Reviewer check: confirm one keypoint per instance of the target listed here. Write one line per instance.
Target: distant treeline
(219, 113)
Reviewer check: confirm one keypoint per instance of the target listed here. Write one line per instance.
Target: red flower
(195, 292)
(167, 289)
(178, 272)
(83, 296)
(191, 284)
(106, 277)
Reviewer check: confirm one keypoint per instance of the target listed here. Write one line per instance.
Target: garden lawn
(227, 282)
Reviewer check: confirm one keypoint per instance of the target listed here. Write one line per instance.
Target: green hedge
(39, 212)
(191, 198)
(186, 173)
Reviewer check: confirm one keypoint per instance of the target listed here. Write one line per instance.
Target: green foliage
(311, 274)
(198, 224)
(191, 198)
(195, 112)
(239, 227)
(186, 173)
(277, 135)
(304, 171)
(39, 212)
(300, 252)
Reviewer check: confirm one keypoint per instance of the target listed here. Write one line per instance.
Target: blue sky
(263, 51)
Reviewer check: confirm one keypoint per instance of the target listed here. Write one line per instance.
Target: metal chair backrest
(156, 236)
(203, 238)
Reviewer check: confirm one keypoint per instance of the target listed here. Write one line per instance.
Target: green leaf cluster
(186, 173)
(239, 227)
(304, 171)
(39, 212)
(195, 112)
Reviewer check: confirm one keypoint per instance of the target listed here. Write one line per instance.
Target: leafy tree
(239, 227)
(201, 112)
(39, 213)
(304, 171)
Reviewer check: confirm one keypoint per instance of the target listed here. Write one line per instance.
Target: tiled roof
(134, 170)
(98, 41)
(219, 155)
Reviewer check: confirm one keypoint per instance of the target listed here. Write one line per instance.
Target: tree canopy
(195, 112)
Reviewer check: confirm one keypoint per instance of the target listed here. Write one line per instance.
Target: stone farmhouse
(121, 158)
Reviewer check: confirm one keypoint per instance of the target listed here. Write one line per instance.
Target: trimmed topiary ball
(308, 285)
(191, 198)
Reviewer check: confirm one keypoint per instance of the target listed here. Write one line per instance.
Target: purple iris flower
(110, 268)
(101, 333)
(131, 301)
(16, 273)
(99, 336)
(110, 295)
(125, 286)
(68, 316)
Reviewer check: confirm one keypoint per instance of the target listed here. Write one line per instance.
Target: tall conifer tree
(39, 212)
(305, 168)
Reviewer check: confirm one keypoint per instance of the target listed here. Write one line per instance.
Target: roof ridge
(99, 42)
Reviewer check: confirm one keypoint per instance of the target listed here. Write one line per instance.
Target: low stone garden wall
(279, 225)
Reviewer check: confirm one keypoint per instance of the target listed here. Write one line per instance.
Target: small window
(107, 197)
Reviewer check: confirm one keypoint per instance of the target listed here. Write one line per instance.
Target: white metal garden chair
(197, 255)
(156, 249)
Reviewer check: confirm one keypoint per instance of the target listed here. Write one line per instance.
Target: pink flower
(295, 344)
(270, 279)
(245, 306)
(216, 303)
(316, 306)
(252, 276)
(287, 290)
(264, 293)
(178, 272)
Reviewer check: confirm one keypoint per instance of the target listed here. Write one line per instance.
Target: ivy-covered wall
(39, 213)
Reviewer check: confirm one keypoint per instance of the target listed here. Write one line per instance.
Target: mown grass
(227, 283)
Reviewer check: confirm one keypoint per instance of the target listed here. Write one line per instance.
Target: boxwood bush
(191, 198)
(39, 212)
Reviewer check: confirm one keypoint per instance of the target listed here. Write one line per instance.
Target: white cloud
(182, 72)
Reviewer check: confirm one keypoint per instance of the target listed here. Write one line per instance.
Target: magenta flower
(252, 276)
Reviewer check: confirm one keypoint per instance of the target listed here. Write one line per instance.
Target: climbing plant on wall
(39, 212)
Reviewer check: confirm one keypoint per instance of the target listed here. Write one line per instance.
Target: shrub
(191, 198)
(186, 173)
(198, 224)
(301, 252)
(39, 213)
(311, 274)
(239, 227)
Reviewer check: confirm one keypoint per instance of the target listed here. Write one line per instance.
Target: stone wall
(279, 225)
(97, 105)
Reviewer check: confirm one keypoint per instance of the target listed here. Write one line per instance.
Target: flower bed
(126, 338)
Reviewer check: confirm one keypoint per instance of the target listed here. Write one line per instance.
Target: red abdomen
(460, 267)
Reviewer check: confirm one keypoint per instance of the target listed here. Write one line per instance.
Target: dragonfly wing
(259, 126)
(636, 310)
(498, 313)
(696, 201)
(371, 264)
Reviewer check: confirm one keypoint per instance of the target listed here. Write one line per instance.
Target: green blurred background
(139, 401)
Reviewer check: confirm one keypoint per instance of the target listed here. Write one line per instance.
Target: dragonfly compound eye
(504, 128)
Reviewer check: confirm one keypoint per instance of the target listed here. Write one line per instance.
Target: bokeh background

================

■ **Task to complete**: Return each line of the records above exactly as it reads.

■ **Task answer**:
Reviewer check: confirm one keypoint per instance of the target listed here. Write one line per instance.
Target: distant treeline
(219, 113)
Reviewer check: confirm one keypoint per instance of the target listed here. Write one line per instance.
Target: red flower
(195, 292)
(167, 289)
(178, 272)
(83, 296)
(191, 284)
(106, 277)
Reviewer check: confirm one keypoint per instance of the target listed here. Write one line per instance.
Target: garden lawn
(227, 282)
Reviewer check: confirm one keypoint per instance of the target listed here. Write one line per instance.
Target: green hedge
(39, 212)
(191, 198)
(186, 173)
Reviewer check: confirm one keypoint per instance of the target listed here. Write one line per instance.
Target: green foliage
(311, 274)
(198, 224)
(191, 198)
(195, 112)
(239, 227)
(186, 173)
(277, 135)
(304, 171)
(39, 212)
(300, 252)
Reviewer check: confirm one keypoint per instance of the target listed here. Write one line per instance.
Target: blue sky
(263, 51)
Reviewer check: confirm one keypoint per instance of the target listed here. Write one line per instance.
Target: metal chair backrest
(156, 236)
(203, 238)
Reviewer check: confirm one keypoint per instance of the target listed here. Write one line per instance.
Target: green leaf cluster
(186, 173)
(239, 227)
(304, 171)
(39, 212)
(195, 112)
Reviewer check: confirm one keypoint per instance of the target listed here. Write one line per instance.
Target: leafy tree
(239, 227)
(201, 112)
(39, 213)
(304, 171)
Reviewer check: confirm one keypoint per instance of the target listed here. Write one line per instance.
Target: tiled roof
(134, 170)
(98, 41)
(219, 155)
Reviewer check: confirm one keypoint per instance of the target listed here. Write one line per instance.
Target: tree canopy
(195, 112)
Reviewer check: confirm one keypoint per instance of the target listed here. Write one line per instance.
Target: stone farmhouse
(121, 158)
Reviewer check: confirm one keypoint per instance of the target listed here. Write one line per instance.
Target: trimmed topiary ball
(308, 285)
(191, 198)
Reviewer check: confirm one keypoint per instance of the target listed here. Write one line per instance.
Target: purple iris flower
(110, 268)
(101, 333)
(131, 301)
(16, 273)
(99, 336)
(110, 295)
(125, 286)
(68, 316)
Reviewer check: confirm one keypoint per instance of the target listed here. Write one line per instance.
Target: tall conifer tree
(39, 212)
(305, 168)
Reviewer check: confirm one keypoint per instance of the target listed here. Write one line per instance.
Target: roof ridge
(99, 42)
Reviewer check: confirm one keypoint per instance of the target listed here. Write one line per instance.
Target: low stone garden wall
(279, 225)
Reviewer check: confirm one keypoint per instance of the target listed here. Write one line per instance.
Target: small window
(107, 197)
Reviewer check: confirm one keypoint per instance of the target listed here. Write one line per instance.
Target: white metal garden chair
(197, 255)
(156, 249)
Reviewer check: confirm one keypoint per instance of the target listed here. Write one line per instance.
Target: pink flower
(295, 344)
(270, 279)
(245, 306)
(216, 303)
(316, 306)
(252, 276)
(287, 290)
(264, 293)
(178, 272)
Reviewer check: confirm one keypoint per instance of the target listed here. Write one line per instance.
Target: ivy-covered wall
(39, 213)
Reviewer check: confirm one keypoint per instance of the target listed here. Write one line per instance.
Target: mown grass
(227, 283)
Reviewer check: confirm one keypoint per instance of the target listed here. Write one line per instance.
Target: boxwood bush
(191, 198)
(39, 212)
Reviewer check: confirm one keypoint per instance of the target listed here. Write one line per instance.
Target: white cloud
(182, 72)
Reviewer check: confirm one keypoint per instance of the target listed here. Write one line per instance.
Target: magenta flower
(252, 276)
Reviewer check: confirm one keypoint per instance of the target listed here. Write one line per instance.
Target: climbing plant on wall
(39, 212)
Reviewer check: confirm one keypoint per instance of the target listed here. Write one line per instance.
Target: shrub
(191, 198)
(186, 173)
(198, 224)
(301, 252)
(39, 213)
(311, 274)
(239, 227)
Reviewer check: confirm one keypoint per instance of the target listed here. Write one line per instance.
Target: stone wall
(279, 225)
(97, 105)
Reviewer check: confirm one keypoint per instance of the target listed here. Write one line per instance.
Target: flower bed
(126, 338)
Reviewer check: confirm one keypoint per instance of the target listed here. Write one line per instance.
Target: red abdomen
(460, 267)
Reviewer check: confirm one keypoint per instance of the target listed here. Write one line per instance.
Target: dragonfly wing
(259, 126)
(636, 310)
(498, 313)
(696, 201)
(371, 264)
Reviewer check: confirm one keypoint per instance of the target listed here. Write one line per instance.
Target: green blurred background
(139, 401)
Reviewer check: confirm one keypoint per instance of the target listed here. Write one line per instance.
Target: dragonfly compound eye
(504, 128)
Reviewer check: confirm one keypoint per instance of the target listed here. Write one line per instance.
Target: bokeh background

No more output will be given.